┌──

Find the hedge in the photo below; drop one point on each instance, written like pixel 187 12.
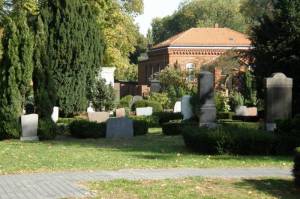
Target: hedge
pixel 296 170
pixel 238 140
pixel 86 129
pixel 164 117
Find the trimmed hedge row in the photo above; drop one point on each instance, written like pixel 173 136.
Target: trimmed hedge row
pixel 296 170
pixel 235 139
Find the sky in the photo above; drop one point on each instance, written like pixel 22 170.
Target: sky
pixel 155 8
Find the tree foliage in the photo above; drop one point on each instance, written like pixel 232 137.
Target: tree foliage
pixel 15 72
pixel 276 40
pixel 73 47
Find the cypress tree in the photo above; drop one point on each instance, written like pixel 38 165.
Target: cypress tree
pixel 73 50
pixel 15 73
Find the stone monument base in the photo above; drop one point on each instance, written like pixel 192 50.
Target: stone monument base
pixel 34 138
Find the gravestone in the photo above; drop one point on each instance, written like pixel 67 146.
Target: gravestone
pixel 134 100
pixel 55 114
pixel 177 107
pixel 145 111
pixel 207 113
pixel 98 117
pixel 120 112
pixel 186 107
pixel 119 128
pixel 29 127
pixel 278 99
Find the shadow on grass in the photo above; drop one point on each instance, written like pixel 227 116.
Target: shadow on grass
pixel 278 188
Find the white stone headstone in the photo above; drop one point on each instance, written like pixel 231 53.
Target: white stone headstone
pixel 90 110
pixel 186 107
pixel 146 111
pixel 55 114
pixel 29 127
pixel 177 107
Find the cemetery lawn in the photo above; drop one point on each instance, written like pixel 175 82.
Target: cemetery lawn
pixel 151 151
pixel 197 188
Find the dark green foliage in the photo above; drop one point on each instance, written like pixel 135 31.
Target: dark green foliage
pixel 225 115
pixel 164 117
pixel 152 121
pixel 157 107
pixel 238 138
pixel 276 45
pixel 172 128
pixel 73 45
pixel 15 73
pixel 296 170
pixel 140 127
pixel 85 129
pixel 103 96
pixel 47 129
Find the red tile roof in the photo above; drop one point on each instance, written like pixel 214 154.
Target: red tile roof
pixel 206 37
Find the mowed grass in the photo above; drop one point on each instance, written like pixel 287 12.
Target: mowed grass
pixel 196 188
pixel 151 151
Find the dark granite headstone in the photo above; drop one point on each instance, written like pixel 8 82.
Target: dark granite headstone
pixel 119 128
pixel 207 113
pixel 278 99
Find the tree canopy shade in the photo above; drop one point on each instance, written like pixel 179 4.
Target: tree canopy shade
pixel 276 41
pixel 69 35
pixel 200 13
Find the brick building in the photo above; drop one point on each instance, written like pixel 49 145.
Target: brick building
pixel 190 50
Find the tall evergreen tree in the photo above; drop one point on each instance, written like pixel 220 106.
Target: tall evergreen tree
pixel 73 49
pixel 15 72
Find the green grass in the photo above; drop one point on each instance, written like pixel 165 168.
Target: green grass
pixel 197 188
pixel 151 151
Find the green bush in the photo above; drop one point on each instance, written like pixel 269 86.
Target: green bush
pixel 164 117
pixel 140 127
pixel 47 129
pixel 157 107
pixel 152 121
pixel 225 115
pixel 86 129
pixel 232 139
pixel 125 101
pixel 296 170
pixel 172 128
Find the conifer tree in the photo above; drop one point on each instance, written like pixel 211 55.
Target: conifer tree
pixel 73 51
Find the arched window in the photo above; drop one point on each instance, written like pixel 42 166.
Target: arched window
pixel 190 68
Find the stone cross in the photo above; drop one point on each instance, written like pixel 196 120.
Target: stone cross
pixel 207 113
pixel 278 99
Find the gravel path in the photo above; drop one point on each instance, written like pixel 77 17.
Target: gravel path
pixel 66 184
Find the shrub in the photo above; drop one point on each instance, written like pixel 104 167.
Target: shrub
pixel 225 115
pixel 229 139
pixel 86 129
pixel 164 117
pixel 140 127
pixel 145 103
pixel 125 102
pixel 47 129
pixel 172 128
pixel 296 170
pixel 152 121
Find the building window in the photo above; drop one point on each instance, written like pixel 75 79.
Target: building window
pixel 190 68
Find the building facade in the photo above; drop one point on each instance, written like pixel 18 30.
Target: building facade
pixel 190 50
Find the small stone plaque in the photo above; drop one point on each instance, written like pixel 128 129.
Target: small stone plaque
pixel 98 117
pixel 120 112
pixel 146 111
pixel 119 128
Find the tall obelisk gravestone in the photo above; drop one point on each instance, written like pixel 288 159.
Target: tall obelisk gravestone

└──
┌──

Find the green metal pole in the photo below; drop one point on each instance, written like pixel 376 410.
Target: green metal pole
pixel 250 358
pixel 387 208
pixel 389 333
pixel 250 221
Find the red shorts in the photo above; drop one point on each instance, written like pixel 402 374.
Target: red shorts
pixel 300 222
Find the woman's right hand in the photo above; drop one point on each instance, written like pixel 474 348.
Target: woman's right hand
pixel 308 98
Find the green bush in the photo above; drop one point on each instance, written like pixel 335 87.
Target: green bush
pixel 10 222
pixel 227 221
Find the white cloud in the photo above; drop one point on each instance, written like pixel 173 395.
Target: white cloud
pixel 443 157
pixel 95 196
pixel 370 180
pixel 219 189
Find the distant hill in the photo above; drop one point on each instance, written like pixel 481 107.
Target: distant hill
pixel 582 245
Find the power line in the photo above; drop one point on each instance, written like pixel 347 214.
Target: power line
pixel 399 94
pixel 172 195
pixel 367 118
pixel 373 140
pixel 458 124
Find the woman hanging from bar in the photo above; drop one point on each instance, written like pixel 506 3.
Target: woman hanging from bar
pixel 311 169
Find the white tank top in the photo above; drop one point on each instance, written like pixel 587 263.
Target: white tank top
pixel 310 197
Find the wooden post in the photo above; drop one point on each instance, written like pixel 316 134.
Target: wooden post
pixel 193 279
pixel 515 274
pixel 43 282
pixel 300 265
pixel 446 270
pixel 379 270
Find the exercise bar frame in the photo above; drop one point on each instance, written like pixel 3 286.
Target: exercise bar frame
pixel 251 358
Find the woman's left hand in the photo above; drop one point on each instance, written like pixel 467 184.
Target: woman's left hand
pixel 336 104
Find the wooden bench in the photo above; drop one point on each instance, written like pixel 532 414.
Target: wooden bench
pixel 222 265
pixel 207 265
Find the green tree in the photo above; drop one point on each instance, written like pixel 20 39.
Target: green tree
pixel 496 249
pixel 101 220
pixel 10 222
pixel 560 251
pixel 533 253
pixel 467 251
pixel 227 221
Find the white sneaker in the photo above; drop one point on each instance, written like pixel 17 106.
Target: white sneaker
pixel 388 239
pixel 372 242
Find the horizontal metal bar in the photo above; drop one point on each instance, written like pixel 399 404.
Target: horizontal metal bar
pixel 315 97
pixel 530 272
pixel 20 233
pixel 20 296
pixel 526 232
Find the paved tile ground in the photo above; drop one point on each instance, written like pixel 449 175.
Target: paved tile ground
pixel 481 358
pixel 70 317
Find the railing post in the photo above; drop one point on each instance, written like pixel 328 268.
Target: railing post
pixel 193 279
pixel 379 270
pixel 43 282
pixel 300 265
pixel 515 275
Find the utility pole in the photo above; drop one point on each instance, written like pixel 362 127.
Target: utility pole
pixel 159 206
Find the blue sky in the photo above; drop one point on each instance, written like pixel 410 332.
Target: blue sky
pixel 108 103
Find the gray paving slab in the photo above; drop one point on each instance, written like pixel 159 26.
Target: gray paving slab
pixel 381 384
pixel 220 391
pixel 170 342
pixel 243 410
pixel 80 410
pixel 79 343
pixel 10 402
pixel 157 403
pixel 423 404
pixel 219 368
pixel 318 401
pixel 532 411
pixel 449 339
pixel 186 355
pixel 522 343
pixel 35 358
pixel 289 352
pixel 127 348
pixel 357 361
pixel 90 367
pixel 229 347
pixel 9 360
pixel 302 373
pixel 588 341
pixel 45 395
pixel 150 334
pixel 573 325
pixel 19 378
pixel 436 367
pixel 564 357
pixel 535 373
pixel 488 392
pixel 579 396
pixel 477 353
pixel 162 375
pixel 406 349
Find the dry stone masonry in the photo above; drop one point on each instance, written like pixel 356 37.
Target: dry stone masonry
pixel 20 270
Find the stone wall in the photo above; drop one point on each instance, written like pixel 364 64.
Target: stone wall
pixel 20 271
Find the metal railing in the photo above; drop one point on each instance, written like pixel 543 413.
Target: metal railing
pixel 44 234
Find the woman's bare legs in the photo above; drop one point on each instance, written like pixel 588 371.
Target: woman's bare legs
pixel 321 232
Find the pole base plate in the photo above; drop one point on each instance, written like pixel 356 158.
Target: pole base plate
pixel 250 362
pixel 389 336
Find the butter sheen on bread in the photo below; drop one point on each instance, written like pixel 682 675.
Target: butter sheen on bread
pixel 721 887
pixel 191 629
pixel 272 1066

└──
┌──

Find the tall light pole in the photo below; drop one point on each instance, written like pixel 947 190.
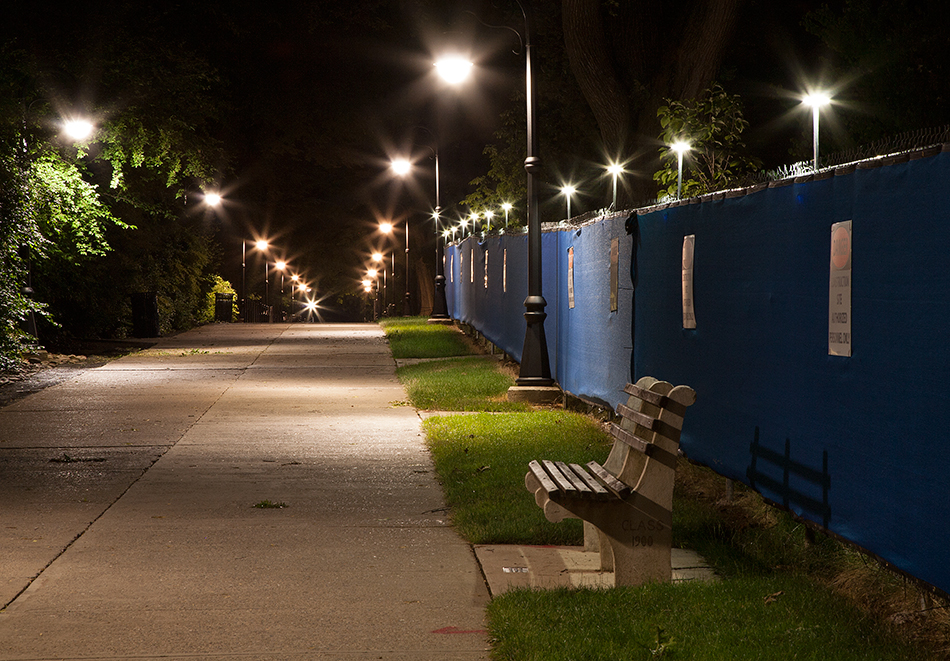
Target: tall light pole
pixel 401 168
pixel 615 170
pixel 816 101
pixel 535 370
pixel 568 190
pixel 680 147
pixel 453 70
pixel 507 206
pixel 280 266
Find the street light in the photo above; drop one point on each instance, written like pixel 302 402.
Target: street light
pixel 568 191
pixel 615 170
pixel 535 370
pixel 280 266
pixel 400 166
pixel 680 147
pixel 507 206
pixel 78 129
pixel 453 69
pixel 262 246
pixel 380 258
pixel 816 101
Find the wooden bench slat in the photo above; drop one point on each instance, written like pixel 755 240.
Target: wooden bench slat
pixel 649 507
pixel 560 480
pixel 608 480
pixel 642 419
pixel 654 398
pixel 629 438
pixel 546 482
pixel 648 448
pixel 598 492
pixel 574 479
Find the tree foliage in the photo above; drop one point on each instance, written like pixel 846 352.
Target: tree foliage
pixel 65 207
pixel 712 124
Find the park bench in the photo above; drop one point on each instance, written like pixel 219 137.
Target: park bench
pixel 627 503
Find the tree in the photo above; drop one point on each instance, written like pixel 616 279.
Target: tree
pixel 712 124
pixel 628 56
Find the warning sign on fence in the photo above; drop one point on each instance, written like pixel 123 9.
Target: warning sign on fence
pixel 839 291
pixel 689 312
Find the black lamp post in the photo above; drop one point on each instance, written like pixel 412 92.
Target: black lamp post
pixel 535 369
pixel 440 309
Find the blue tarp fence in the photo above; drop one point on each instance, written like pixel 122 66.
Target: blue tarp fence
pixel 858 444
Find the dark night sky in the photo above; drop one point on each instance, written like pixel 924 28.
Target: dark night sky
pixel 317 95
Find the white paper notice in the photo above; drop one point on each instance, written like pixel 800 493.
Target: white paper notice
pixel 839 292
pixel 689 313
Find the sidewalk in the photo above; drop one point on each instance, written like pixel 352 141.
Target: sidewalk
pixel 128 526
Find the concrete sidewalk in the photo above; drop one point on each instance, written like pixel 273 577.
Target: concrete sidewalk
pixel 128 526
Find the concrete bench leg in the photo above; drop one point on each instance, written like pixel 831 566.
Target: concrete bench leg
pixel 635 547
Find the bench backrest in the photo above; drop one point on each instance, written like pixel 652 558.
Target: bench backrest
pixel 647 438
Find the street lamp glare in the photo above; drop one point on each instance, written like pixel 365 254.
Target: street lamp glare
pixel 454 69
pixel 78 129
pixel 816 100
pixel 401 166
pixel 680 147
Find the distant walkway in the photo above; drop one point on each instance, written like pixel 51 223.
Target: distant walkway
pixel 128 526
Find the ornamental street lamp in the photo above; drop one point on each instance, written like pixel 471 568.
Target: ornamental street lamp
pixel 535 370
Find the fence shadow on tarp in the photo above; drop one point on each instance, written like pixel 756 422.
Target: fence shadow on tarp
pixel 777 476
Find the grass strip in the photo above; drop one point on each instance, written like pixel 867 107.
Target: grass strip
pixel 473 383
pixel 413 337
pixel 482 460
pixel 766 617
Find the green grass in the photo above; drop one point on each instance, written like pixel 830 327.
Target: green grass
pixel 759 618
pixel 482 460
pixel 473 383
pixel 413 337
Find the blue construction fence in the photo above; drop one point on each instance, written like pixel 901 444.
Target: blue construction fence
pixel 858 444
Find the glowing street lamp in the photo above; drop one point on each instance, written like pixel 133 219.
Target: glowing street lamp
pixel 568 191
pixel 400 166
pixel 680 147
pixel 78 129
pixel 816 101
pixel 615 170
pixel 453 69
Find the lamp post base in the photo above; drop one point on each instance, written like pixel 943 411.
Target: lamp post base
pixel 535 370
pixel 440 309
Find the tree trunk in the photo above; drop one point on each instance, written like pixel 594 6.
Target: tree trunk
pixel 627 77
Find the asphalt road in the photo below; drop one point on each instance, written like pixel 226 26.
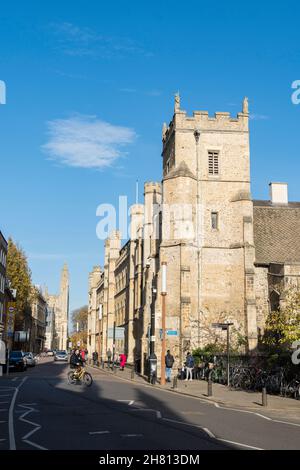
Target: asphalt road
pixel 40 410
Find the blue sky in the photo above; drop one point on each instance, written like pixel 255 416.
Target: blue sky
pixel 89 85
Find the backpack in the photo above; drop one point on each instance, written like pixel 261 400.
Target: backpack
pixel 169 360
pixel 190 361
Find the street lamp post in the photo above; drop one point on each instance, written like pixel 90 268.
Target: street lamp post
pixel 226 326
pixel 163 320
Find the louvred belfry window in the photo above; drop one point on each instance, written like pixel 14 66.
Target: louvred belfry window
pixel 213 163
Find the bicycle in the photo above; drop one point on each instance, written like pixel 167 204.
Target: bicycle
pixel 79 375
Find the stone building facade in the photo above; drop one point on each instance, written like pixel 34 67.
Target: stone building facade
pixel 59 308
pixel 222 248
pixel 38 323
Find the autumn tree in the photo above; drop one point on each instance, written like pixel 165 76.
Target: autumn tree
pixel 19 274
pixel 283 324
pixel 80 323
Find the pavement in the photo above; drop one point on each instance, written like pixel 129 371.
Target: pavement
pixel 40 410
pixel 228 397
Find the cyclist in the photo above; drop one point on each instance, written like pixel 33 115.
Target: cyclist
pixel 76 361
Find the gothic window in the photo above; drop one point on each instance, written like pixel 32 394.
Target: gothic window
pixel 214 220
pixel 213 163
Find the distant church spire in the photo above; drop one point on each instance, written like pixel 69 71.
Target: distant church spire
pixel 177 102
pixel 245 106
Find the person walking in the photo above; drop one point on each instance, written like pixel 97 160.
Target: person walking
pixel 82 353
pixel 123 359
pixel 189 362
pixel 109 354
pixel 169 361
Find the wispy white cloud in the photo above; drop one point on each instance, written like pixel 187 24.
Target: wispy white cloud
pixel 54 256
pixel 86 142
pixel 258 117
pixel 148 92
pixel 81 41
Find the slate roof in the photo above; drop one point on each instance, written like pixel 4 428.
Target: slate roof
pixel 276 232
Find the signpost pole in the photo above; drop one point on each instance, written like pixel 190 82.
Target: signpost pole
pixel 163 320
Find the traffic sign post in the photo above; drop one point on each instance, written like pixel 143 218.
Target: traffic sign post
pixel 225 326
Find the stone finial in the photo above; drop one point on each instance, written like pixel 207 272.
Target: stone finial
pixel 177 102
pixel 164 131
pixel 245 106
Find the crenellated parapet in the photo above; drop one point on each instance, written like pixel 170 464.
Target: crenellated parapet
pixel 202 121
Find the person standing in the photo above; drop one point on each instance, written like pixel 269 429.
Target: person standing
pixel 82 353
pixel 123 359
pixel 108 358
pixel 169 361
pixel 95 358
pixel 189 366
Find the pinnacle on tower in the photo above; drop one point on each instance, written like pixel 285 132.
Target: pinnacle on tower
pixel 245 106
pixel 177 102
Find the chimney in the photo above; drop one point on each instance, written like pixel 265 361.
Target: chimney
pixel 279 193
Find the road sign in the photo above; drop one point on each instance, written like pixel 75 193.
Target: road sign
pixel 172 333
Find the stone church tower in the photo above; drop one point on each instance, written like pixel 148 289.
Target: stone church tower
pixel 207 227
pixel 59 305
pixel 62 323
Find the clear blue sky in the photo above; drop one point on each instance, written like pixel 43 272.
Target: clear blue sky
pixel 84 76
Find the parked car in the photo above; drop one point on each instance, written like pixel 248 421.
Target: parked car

└──

- **Exercise instructions**
Collect every line of the listing above that contains the word "pinnacle", copying each one in full.

- **Solution**
Find the pinnacle on tower in the photo above; drop one point on each instance, written like pixel 285 132.
Target: pinnacle on tower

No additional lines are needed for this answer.